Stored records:
<<<<

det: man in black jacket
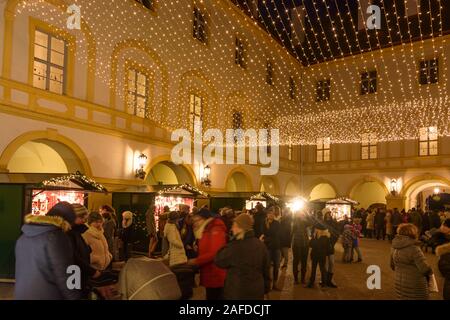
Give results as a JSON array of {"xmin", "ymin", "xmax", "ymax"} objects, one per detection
[
  {"xmin": 279, "ymin": 208, "xmax": 293, "ymax": 269},
  {"xmin": 215, "ymin": 214, "xmax": 270, "ymax": 299},
  {"xmin": 253, "ymin": 203, "xmax": 266, "ymax": 239},
  {"xmin": 261, "ymin": 209, "xmax": 282, "ymax": 291},
  {"xmin": 15, "ymin": 202, "xmax": 81, "ymax": 300},
  {"xmin": 374, "ymin": 209, "xmax": 386, "ymax": 240},
  {"xmin": 391, "ymin": 208, "xmax": 403, "ymax": 236},
  {"xmin": 67, "ymin": 204, "xmax": 100, "ymax": 298},
  {"xmin": 292, "ymin": 212, "xmax": 310, "ymax": 284},
  {"xmin": 307, "ymin": 224, "xmax": 331, "ymax": 288}
]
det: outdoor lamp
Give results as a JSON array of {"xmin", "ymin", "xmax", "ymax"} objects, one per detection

>>>>

Description of the task ▸
Restate each entry word for word, leaving out any pictures.

Finished exercise ▸
det: man in black jacket
Give results as a JSON array of {"xmin", "ymin", "xmax", "ymax"} objects, one per detection
[
  {"xmin": 279, "ymin": 208, "xmax": 293, "ymax": 269},
  {"xmin": 215, "ymin": 214, "xmax": 270, "ymax": 299},
  {"xmin": 253, "ymin": 203, "xmax": 266, "ymax": 239},
  {"xmin": 261, "ymin": 209, "xmax": 282, "ymax": 291},
  {"xmin": 15, "ymin": 202, "xmax": 81, "ymax": 300},
  {"xmin": 374, "ymin": 209, "xmax": 386, "ymax": 240},
  {"xmin": 391, "ymin": 208, "xmax": 403, "ymax": 236},
  {"xmin": 67, "ymin": 204, "xmax": 100, "ymax": 298},
  {"xmin": 292, "ymin": 212, "xmax": 310, "ymax": 284},
  {"xmin": 307, "ymin": 224, "xmax": 331, "ymax": 288}
]
det: outdoor lamp
Give results as a JSON array of {"xmin", "ymin", "xmax", "ymax"} objects, one per detection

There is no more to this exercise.